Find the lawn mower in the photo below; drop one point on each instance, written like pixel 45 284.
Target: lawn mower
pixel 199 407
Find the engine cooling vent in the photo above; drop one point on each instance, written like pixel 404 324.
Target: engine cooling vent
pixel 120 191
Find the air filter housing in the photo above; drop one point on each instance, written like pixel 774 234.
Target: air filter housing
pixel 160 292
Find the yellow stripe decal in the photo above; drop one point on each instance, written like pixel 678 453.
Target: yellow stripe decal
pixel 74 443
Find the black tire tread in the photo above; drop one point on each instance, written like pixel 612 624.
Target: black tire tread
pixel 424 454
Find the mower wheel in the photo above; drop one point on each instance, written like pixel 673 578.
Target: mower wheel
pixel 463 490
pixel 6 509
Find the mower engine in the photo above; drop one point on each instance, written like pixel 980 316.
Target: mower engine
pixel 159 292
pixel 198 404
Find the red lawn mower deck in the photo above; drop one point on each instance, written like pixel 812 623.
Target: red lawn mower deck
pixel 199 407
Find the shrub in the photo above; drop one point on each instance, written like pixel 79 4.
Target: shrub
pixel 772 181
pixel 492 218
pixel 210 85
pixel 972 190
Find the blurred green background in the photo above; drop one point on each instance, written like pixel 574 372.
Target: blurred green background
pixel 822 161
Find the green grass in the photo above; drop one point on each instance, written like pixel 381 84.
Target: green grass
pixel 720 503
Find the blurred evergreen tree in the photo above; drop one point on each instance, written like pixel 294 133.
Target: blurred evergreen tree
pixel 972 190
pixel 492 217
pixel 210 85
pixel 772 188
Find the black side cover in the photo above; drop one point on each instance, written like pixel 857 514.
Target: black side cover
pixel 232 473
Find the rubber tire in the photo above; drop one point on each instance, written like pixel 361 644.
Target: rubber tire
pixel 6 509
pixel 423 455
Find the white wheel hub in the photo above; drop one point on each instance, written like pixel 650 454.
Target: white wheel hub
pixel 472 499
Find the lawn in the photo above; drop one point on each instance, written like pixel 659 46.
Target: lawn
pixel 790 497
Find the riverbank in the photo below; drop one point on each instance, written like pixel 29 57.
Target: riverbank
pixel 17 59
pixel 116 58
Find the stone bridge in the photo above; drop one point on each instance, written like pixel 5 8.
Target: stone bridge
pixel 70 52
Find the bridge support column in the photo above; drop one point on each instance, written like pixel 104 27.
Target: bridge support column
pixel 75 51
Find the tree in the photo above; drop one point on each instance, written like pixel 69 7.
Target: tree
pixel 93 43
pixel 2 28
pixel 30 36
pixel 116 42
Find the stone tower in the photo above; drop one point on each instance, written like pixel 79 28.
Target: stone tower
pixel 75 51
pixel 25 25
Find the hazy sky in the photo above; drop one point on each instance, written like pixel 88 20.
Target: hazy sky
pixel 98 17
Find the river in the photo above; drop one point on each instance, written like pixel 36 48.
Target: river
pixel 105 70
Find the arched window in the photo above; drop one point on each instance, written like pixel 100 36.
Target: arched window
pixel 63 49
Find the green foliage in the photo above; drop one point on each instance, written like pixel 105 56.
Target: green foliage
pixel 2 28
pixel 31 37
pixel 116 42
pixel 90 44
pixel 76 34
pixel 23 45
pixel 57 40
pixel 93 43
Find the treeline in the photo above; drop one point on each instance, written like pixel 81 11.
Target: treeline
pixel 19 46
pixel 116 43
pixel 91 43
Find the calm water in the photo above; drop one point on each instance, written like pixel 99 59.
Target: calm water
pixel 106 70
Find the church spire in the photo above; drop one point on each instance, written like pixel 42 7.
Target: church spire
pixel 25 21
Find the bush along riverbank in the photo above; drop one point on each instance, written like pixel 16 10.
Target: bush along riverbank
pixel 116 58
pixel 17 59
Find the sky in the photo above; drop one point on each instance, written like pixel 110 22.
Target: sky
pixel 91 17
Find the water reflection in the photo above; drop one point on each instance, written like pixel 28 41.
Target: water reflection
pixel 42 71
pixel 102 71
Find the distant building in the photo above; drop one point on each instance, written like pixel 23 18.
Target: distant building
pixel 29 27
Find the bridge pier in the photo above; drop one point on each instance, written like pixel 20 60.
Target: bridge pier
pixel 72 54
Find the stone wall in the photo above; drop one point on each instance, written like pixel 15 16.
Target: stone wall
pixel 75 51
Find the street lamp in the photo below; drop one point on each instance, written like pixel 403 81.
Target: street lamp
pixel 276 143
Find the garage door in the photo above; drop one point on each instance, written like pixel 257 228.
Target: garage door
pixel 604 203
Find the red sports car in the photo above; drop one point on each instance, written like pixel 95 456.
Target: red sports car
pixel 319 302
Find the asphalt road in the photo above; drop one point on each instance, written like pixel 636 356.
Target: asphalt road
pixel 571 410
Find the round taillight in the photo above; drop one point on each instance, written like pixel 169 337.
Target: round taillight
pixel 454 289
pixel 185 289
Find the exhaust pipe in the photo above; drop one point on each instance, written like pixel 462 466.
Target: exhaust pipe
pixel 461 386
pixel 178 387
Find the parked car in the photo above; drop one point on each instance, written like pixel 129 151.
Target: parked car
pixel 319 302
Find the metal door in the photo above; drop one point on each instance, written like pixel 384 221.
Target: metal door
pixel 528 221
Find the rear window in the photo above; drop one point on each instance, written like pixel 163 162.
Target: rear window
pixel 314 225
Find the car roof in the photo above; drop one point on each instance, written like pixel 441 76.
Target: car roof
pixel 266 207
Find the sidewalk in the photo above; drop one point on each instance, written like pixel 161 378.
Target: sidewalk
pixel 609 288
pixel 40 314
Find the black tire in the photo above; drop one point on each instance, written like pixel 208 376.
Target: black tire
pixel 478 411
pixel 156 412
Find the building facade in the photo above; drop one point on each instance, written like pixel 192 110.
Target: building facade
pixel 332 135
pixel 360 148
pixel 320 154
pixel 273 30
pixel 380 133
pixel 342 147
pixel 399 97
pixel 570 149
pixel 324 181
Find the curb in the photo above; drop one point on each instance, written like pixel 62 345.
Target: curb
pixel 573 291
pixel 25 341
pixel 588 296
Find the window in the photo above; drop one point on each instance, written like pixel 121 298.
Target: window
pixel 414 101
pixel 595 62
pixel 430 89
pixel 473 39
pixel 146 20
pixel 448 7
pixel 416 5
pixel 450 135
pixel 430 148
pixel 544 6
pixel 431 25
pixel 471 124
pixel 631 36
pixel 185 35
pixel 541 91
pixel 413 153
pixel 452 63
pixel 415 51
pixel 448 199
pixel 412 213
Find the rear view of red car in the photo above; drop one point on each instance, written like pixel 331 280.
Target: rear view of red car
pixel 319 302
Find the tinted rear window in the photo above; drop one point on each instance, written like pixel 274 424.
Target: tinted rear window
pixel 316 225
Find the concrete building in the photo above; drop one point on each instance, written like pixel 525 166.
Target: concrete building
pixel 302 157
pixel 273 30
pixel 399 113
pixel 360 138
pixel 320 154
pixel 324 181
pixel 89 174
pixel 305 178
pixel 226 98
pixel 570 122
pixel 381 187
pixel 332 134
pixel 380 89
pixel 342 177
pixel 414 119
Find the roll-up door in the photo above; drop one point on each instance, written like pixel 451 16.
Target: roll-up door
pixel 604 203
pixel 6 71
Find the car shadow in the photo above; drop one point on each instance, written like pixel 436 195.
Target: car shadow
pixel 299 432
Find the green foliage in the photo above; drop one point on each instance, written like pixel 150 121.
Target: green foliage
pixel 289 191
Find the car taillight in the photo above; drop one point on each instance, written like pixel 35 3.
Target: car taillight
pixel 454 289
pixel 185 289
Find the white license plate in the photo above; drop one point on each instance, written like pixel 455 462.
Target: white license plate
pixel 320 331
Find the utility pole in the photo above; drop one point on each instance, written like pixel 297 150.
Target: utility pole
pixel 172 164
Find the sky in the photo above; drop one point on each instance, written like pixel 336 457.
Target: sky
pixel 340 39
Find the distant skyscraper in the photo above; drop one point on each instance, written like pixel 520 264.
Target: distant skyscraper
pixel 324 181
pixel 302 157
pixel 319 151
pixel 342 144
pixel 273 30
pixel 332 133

▶ Work instruction
Could you retype exactly the lines above, starting at the line that contains "Target: treeline" and ending at the line that contains "Find the church", and nothing more?

▶ Answer for the task
Target: treeline
pixel 19 46
pixel 116 43
pixel 91 43
Find the calm water in the photo above; drop one point on each instance, written like pixel 99 59.
Target: calm water
pixel 106 70
Find the church spire in the photo above; drop one point on each instance, written like pixel 42 7.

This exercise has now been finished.